Task prompt> Report every line below that contains the string "shirt", copying each such line in full.

+---+

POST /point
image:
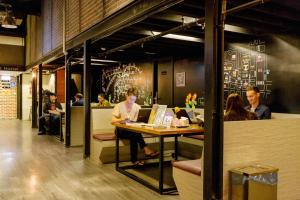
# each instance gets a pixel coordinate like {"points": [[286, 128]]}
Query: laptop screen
{"points": [[143, 115], [182, 113]]}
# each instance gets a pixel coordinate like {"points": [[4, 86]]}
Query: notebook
{"points": [[143, 115], [182, 113]]}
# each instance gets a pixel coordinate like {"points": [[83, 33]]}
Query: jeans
{"points": [[135, 139]]}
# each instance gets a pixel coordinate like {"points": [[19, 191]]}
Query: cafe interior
{"points": [[187, 55]]}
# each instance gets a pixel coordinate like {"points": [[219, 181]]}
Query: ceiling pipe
{"points": [[197, 22]]}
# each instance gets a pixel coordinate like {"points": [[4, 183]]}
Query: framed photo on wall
{"points": [[180, 79]]}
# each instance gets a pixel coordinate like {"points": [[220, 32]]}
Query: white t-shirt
{"points": [[120, 111]]}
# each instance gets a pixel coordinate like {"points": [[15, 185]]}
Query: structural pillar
{"points": [[68, 100], [214, 100], [40, 104], [87, 96], [34, 100]]}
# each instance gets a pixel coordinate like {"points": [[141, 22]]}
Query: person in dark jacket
{"points": [[253, 97], [235, 110], [78, 100], [53, 104]]}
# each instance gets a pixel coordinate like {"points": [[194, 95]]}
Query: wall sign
{"points": [[180, 79], [246, 65]]}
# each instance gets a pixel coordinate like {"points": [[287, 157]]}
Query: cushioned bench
{"points": [[104, 147], [198, 137], [188, 179]]}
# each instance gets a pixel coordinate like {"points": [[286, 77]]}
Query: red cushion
{"points": [[192, 166], [110, 136], [104, 136], [198, 137]]}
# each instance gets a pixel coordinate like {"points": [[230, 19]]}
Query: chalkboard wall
{"points": [[284, 61], [281, 82]]}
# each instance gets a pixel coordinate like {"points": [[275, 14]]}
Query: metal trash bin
{"points": [[255, 182]]}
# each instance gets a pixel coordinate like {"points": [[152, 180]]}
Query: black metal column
{"points": [[68, 106], [214, 98], [19, 97], [34, 100], [40, 90], [87, 96]]}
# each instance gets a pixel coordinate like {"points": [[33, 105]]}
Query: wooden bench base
{"points": [[188, 179]]}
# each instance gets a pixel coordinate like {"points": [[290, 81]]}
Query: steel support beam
{"points": [[68, 101], [34, 100], [19, 97], [214, 96], [87, 96], [40, 90]]}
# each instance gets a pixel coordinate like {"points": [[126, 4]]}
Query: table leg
{"points": [[161, 164], [176, 148], [117, 150]]}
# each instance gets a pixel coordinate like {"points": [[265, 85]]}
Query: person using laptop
{"points": [[235, 110], [253, 97], [127, 111]]}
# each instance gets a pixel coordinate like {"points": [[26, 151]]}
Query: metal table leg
{"points": [[161, 164], [117, 150], [176, 148]]}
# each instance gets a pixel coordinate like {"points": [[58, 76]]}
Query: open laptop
{"points": [[182, 113], [143, 115]]}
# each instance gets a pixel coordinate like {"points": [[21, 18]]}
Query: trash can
{"points": [[255, 182]]}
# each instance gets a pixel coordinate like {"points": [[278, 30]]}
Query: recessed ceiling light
{"points": [[180, 37]]}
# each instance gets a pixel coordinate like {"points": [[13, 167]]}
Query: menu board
{"points": [[157, 114], [247, 65]]}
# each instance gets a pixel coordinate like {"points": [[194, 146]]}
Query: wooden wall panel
{"points": [[60, 85], [11, 55], [57, 23], [47, 26], [89, 13], [45, 33], [72, 18]]}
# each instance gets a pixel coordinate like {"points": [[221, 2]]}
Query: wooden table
{"points": [[162, 133], [60, 114]]}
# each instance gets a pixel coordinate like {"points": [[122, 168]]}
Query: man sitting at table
{"points": [[78, 100], [53, 120], [127, 111], [253, 96], [102, 100]]}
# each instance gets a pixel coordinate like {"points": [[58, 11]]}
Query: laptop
{"points": [[143, 115], [182, 113]]}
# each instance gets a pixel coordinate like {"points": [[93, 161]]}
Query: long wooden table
{"points": [[161, 133]]}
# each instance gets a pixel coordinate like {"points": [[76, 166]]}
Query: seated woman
{"points": [[126, 111], [235, 110], [102, 100]]}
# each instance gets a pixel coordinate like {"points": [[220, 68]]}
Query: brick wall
{"points": [[45, 33]]}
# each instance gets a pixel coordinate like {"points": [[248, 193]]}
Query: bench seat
{"points": [[104, 142], [188, 179]]}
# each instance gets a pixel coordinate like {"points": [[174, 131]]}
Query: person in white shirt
{"points": [[127, 111]]}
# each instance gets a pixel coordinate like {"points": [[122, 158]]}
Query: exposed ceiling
{"points": [[20, 9], [271, 17]]}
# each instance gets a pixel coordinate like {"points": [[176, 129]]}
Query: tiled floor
{"points": [[40, 167]]}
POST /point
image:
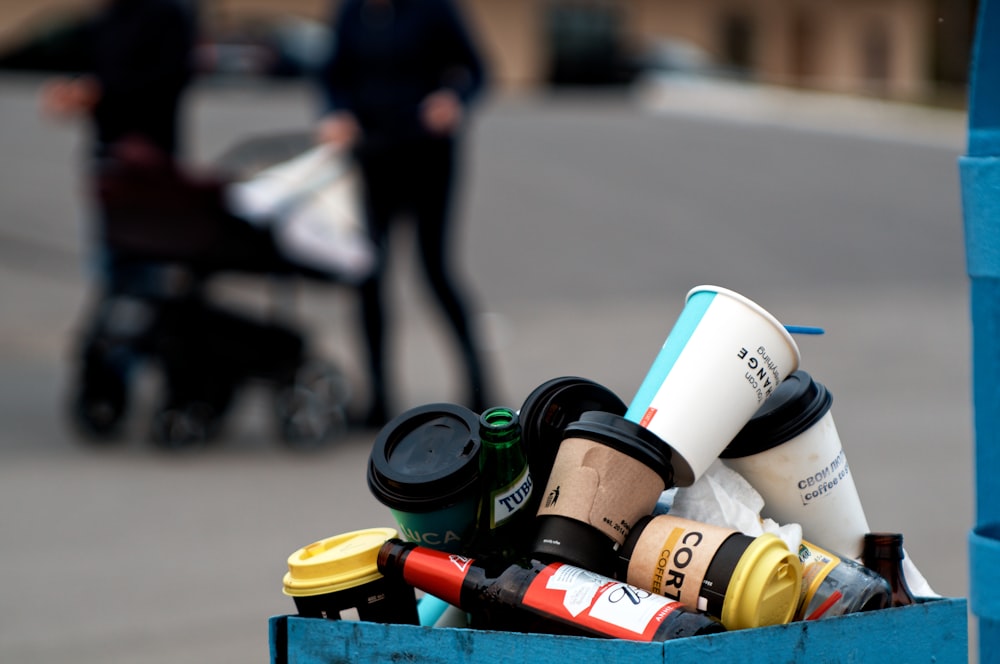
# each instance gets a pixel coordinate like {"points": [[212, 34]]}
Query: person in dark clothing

+---+

Response below>
Query: white t-shirt
Query: person in white shirt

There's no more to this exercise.